____ Information supplied
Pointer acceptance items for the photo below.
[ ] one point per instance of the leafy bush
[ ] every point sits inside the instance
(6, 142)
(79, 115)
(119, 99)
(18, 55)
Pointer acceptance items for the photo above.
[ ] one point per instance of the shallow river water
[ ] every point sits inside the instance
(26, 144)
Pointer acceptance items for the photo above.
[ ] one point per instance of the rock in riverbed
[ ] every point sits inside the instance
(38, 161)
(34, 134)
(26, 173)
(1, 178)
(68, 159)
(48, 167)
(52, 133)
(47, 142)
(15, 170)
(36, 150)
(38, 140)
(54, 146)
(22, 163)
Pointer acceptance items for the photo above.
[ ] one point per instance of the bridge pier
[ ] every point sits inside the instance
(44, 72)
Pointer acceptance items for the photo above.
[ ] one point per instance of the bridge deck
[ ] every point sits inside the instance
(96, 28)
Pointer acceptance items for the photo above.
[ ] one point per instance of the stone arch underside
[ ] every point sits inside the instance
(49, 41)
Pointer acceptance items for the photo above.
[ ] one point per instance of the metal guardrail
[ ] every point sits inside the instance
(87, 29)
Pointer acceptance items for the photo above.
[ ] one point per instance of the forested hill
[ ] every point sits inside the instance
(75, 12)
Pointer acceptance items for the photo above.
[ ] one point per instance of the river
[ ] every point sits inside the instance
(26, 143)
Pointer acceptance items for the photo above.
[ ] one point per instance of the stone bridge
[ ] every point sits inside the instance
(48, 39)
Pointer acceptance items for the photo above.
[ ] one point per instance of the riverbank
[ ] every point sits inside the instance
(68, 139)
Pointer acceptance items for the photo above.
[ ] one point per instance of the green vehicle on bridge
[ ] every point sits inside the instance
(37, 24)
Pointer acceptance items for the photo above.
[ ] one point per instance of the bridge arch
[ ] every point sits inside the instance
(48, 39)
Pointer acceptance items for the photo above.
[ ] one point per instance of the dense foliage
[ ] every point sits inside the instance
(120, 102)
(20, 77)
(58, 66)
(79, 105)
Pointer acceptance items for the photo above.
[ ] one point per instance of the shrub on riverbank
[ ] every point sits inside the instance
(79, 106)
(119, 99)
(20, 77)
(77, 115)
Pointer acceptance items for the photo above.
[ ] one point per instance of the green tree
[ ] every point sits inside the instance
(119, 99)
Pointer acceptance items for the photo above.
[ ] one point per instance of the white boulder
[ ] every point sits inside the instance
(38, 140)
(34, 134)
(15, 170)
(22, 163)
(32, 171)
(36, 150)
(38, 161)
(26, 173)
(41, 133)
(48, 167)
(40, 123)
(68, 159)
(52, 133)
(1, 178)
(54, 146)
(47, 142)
________
Work instruction -
Write the records out precisely, omitting nothing.

Your solution -
Pointer acceptance items for the photo below.
[ ] one point per instance of the leafy bush
[ ] every point sits inside the instance
(6, 142)
(79, 115)
(119, 99)
(18, 55)
Pointer acceptance items for the photo above.
[ ] one point per instance of the shallow river water
[ ] every point sits inside the instance
(26, 144)
Pointer acceptance items for the photo above.
[ ] one point per instance of the rock in riverbed
[ ] every point sits inside the instance
(38, 161)
(34, 134)
(26, 173)
(1, 178)
(68, 159)
(48, 167)
(52, 133)
(47, 142)
(15, 170)
(36, 150)
(38, 140)
(54, 146)
(22, 163)
Pointer acceptance items for the photo above.
[ ] one point per instance of the bridge pier
[ ] every point sits inside the instance
(44, 72)
Pointer acceptance items for the photo above.
[ ] one point per instance of the bridge deck
[ ] every point sits inside the instance
(96, 28)
Pointer acceptance items for the photo above.
[ ] one point per instance of the stone arch underside
[ ] every point sits inside the instance
(49, 41)
Pointer acceptance items for the photo above.
[ ] one point per instance of the metal guardrail
[ ] every point sits inside the instance
(87, 29)
Pointer acceptance items for the photo above.
[ ] one point per instance of the forested hill
[ ] every point sits inside the instance
(75, 12)
Pointer acceptance items for the photo above.
[ ] one point per instance of the river
[ ] every point sits inside the instance
(26, 143)
Pointer acceptance items for the photo above.
[ ] one point per instance of the stone bridge
[ ] every point sits inside the instance
(48, 39)
Pointer acceptance items for the photo above.
[ ] one point per instance of the riverbank
[ ] every point sits inside the instance
(68, 139)
Pointer acceptance items for the photo above.
[ ] one point per instance of the green vehicle on bridge
[ ] every point sits inside the instance
(37, 24)
Pointer acceptance items for the photo above.
[ ] one point per instance of the bridge arch
[ ] every point sits inside the instance
(48, 39)
Pointer acceptance items for the photo above.
[ ] one point per instance of the dense foliage
[ ] every point sits inside the instance
(120, 102)
(20, 77)
(58, 66)
(79, 105)
Pointer acceptance items for the photo above.
[ ] one point per instance of the shrub on riverbank
[ ] every point sits inside the instance
(79, 106)
(119, 99)
(20, 77)
(77, 115)
Pointer acceptance items for the photo above.
[ ] one point per instance of the green tree
[ ] every point sits inside the instance
(119, 99)
Pointer acceptance items for the photo above.
[ ] one point per instance of the white boulder
[ ] every point sits inside the instance
(38, 140)
(34, 134)
(15, 170)
(22, 163)
(32, 171)
(36, 150)
(38, 161)
(26, 173)
(41, 133)
(48, 167)
(40, 123)
(68, 159)
(52, 133)
(1, 178)
(54, 146)
(47, 142)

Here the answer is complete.